Return all lines from the listing below in which "brown" appears.

[Start of Attachment]

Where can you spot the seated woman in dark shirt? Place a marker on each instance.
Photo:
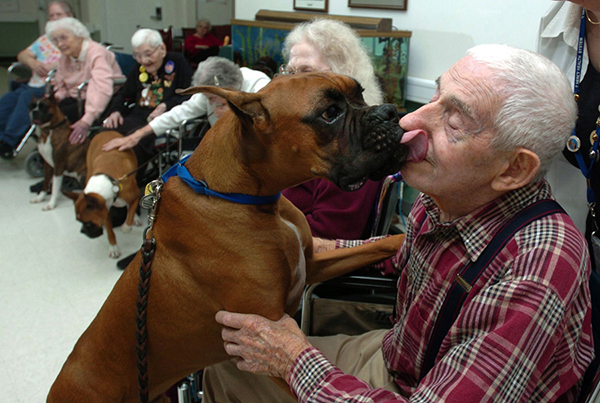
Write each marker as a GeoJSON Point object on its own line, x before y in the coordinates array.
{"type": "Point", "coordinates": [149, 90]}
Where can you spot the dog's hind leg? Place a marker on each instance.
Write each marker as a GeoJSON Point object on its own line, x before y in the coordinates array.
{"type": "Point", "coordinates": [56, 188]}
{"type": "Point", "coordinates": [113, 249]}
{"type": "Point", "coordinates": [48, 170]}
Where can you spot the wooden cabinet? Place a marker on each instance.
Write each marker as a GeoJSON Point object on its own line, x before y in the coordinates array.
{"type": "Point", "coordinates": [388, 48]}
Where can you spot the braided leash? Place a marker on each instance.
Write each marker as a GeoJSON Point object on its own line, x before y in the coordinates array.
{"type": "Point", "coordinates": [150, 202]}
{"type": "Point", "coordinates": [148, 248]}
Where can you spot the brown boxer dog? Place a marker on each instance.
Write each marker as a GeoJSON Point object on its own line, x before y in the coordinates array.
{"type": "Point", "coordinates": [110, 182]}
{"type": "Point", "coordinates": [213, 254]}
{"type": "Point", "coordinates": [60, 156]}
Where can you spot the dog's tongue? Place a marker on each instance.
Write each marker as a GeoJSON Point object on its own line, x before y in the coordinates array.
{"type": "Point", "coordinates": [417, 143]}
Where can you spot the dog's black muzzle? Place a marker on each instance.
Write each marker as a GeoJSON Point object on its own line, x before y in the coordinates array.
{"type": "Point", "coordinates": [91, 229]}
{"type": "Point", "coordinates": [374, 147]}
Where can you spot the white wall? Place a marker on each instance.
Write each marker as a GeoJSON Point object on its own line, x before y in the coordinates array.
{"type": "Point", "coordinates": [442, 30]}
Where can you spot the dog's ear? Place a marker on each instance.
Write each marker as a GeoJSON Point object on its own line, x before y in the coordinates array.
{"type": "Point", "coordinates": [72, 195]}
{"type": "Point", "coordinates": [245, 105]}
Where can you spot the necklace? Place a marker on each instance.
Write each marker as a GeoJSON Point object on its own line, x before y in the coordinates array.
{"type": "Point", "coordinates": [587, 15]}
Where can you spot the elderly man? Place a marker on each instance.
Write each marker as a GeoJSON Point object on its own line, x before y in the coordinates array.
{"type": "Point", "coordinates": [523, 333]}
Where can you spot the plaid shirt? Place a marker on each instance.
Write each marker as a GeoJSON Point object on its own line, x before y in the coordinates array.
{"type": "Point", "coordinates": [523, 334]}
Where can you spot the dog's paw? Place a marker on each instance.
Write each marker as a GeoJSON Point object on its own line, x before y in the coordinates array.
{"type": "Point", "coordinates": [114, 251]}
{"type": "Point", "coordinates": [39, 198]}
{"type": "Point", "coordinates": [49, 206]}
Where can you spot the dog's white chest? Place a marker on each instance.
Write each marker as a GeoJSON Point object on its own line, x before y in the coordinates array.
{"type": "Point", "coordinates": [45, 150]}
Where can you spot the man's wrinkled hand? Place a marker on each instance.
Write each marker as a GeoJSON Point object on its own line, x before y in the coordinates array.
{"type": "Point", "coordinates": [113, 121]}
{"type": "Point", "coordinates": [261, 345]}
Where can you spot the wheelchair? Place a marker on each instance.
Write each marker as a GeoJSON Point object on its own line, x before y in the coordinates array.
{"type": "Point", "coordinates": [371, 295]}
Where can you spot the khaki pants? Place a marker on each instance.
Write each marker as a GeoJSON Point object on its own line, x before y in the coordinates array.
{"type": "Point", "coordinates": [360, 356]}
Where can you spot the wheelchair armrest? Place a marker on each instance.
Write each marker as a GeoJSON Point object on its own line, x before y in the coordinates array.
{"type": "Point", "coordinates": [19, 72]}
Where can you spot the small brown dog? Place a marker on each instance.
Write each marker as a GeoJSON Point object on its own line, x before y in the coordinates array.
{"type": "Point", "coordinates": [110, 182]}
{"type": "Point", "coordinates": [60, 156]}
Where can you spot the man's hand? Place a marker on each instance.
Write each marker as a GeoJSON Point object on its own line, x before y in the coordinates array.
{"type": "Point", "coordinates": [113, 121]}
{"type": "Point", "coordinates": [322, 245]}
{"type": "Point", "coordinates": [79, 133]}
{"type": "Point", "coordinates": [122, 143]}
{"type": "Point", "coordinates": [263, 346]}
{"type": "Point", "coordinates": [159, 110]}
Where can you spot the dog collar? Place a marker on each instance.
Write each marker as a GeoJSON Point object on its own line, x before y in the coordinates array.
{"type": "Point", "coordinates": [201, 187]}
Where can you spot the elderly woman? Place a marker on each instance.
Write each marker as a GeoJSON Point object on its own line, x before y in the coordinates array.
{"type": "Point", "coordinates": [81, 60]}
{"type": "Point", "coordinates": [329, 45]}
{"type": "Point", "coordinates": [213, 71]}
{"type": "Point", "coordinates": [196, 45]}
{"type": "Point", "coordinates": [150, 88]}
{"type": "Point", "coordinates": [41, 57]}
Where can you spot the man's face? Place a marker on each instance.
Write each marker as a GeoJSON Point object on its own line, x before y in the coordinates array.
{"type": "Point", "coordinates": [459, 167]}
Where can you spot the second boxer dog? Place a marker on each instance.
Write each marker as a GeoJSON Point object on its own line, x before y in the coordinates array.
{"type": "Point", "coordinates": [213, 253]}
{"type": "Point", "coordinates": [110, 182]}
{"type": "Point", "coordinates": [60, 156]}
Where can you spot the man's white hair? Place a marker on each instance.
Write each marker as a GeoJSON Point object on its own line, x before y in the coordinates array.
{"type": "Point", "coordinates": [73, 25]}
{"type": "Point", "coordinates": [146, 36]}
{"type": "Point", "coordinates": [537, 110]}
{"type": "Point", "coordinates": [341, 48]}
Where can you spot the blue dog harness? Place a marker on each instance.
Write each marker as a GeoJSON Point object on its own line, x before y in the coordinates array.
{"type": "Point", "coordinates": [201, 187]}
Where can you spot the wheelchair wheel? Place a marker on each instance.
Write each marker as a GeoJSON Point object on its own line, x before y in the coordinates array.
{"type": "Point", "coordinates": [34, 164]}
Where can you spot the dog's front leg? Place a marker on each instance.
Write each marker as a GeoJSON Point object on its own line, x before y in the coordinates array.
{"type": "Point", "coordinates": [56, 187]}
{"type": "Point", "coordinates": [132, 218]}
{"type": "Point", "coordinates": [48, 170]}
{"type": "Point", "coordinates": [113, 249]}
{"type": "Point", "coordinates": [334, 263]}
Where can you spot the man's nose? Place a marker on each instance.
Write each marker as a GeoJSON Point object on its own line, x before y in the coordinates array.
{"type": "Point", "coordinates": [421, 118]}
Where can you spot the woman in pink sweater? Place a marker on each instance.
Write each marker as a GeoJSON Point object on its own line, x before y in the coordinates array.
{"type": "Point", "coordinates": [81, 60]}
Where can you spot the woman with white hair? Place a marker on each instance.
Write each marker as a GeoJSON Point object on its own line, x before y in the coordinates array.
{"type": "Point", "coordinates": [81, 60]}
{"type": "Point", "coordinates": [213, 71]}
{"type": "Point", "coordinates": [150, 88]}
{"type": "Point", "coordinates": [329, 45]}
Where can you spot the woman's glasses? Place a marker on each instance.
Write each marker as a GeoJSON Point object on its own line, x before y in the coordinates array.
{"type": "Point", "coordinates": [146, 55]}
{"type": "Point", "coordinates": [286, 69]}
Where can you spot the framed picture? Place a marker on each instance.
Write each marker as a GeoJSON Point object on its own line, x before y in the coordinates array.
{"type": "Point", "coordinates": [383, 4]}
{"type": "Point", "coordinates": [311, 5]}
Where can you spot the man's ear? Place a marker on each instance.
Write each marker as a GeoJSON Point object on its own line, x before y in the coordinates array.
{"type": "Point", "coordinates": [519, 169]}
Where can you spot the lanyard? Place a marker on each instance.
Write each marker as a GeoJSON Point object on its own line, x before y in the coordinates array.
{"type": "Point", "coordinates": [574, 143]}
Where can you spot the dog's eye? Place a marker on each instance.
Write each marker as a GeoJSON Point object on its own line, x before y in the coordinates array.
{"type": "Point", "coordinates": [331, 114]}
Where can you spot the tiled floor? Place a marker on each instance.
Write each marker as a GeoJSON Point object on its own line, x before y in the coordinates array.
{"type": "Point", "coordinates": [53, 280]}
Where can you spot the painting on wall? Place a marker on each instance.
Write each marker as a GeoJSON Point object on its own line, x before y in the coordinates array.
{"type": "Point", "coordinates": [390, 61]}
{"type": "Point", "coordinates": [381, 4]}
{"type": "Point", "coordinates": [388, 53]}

[End of Attachment]

• Solution below:
Where can you spot the brown boxer dog? Place a marker on each instance.
Where can you spot the small brown dog? Place a marker on each instance.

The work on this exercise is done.